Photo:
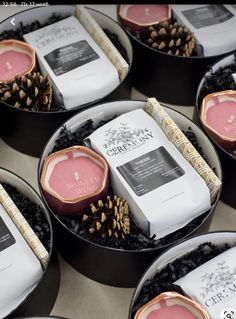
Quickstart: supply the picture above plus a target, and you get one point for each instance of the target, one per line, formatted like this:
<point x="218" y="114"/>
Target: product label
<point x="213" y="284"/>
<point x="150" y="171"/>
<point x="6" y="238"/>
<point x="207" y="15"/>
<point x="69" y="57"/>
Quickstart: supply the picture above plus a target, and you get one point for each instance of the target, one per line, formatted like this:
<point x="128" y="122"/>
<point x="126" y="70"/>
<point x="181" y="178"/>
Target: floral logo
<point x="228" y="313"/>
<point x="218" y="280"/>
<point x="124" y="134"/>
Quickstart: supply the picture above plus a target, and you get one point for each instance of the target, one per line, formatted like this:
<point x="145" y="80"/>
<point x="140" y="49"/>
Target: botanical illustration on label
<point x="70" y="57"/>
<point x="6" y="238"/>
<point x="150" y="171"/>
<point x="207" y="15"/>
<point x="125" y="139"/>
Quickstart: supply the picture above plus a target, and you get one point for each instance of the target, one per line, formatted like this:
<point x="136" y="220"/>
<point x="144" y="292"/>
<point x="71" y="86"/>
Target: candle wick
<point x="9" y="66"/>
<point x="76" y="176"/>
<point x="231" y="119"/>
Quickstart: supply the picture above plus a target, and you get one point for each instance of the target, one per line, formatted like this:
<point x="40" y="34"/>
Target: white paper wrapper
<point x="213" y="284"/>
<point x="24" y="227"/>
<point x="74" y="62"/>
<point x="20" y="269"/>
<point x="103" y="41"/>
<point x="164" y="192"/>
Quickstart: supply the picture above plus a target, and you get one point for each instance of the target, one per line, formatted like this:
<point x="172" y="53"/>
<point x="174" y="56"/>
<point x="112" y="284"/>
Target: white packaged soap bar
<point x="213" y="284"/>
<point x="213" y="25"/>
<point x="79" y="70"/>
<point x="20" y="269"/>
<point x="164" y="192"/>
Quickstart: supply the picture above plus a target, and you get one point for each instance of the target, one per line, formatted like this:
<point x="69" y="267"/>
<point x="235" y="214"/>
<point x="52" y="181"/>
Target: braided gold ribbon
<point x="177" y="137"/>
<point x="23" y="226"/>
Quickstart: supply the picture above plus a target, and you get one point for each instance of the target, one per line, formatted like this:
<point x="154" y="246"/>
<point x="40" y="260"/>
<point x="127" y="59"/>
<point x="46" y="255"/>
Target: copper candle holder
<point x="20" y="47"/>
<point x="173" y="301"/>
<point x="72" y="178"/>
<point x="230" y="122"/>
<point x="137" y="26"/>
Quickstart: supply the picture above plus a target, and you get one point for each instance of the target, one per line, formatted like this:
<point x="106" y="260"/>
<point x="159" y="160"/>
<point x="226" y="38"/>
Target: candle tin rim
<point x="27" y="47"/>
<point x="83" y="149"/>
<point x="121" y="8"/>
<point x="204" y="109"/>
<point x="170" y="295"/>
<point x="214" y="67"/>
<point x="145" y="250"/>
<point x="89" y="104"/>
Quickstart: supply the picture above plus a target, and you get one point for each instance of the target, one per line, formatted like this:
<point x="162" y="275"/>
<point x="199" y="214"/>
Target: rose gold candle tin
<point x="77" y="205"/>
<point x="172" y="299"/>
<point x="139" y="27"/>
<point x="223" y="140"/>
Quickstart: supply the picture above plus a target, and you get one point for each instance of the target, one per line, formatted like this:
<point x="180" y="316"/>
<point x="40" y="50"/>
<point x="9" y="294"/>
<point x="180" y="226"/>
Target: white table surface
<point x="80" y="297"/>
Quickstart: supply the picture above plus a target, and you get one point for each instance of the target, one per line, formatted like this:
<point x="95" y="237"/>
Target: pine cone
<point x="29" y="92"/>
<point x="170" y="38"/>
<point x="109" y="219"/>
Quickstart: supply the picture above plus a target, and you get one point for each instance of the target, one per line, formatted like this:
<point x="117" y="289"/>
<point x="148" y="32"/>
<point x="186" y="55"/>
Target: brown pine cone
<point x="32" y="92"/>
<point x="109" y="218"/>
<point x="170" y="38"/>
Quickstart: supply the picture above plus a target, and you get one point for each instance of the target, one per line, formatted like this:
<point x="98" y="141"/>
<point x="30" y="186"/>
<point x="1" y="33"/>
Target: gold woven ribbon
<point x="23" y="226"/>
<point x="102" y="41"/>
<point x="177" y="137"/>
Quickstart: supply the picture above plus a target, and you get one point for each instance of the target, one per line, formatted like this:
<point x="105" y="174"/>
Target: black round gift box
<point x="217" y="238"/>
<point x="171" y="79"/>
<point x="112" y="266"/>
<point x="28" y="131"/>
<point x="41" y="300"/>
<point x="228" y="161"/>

++++

→ Prompt: Print the complete listing exactly, apart from any pictures.

→ Answer below:
Photo:
Quickstart: supply the picture above plus a target, and you get one point for each instance of the target, one per line, formatted like this:
<point x="218" y="114"/>
Target: product label
<point x="213" y="284"/>
<point x="150" y="171"/>
<point x="6" y="238"/>
<point x="207" y="15"/>
<point x="69" y="57"/>
Quickstart: supply the picture above plus a target, and you get one point for each instance of the target, one per line, formatted like this:
<point x="128" y="122"/>
<point x="126" y="70"/>
<point x="181" y="178"/>
Target: floral logo
<point x="228" y="313"/>
<point x="218" y="280"/>
<point x="124" y="134"/>
Quickstart: supply the picture above plus a target, and you get one point for each instance of the target, one per line, formatted like this:
<point x="145" y="80"/>
<point x="140" y="49"/>
Target: botanical illustration on label
<point x="70" y="57"/>
<point x="6" y="238"/>
<point x="150" y="171"/>
<point x="207" y="15"/>
<point x="125" y="139"/>
Quickstart: supply the picture above plus a target, and you get one point for each instance of the target, one per line, formatted like this:
<point x="136" y="220"/>
<point x="144" y="292"/>
<point x="71" y="86"/>
Target: candle wick
<point x="9" y="66"/>
<point x="76" y="176"/>
<point x="231" y="119"/>
Quickstart: supply the picture above plus a target, and you get one point for each instance of the target, one per line, formatted like this:
<point x="40" y="34"/>
Target: white paper wrapper
<point x="213" y="284"/>
<point x="24" y="227"/>
<point x="74" y="62"/>
<point x="20" y="269"/>
<point x="103" y="41"/>
<point x="164" y="192"/>
Quickstart: supply the picture above plus a target, and you get one point for each instance of the target, one per line, formatted like this:
<point x="172" y="53"/>
<point x="174" y="56"/>
<point x="112" y="284"/>
Target: white packaged soap bar
<point x="213" y="284"/>
<point x="213" y="25"/>
<point x="79" y="70"/>
<point x="20" y="269"/>
<point x="164" y="192"/>
Quickstart: supply the picture above plus a target, and you get one point for each instance of the target, one per line, formatted like this:
<point x="69" y="267"/>
<point x="235" y="214"/>
<point x="52" y="181"/>
Target: braided gold ribbon
<point x="177" y="137"/>
<point x="23" y="226"/>
Quickstart: supply the picture above plus a target, and you get one point for each instance of the target, one per line, formatted like this:
<point x="154" y="246"/>
<point x="40" y="260"/>
<point x="127" y="59"/>
<point x="46" y="255"/>
Target: copper candle holder
<point x="20" y="47"/>
<point x="173" y="301"/>
<point x="72" y="178"/>
<point x="230" y="122"/>
<point x="137" y="26"/>
Quickstart: supply the picture above plus a target, and you get one point for each instance of the target, one per line, formatted like this:
<point x="106" y="260"/>
<point x="159" y="160"/>
<point x="226" y="38"/>
Target: candle tin rim
<point x="27" y="47"/>
<point x="83" y="149"/>
<point x="121" y="8"/>
<point x="204" y="109"/>
<point x="170" y="295"/>
<point x="214" y="67"/>
<point x="145" y="250"/>
<point x="89" y="104"/>
Quickstart: supply the picture above plus a target, and you get one point for each instance of the target, one per line, formatted like this:
<point x="162" y="275"/>
<point x="199" y="214"/>
Target: rose gold candle tin
<point x="77" y="205"/>
<point x="172" y="299"/>
<point x="139" y="27"/>
<point x="223" y="140"/>
Quickstart: supply the picture above plus a target, and you get one point for each instance of the target, one per line, formatted like this:
<point x="180" y="316"/>
<point x="40" y="50"/>
<point x="9" y="294"/>
<point x="180" y="226"/>
Target: white table surface
<point x="80" y="297"/>
Quickstart: supply the picture above plus a target, and you get one point for each instance of the target, one per line, formatted like this:
<point x="95" y="237"/>
Target: pine cone
<point x="29" y="92"/>
<point x="170" y="38"/>
<point x="109" y="219"/>
Quickstart: supply the picture above plus a target, and you get one point for each instance of the target, one per line, formatted like this:
<point x="117" y="289"/>
<point x="148" y="32"/>
<point x="186" y="55"/>
Target: brown pine cone
<point x="32" y="92"/>
<point x="109" y="218"/>
<point x="170" y="38"/>
Quickstart: supply the picture above plus a target, and you get one point for each instance of the target, one per line, formatted like this:
<point x="98" y="141"/>
<point x="30" y="186"/>
<point x="1" y="33"/>
Target: gold woven ribbon
<point x="23" y="226"/>
<point x="102" y="41"/>
<point x="177" y="137"/>
Quickstart: supply the picture above plus a target, and you get one point for each instance of the target, one per line, formatted like this:
<point x="105" y="174"/>
Target: black round gift box
<point x="217" y="238"/>
<point x="171" y="79"/>
<point x="112" y="266"/>
<point x="28" y="131"/>
<point x="41" y="300"/>
<point x="228" y="161"/>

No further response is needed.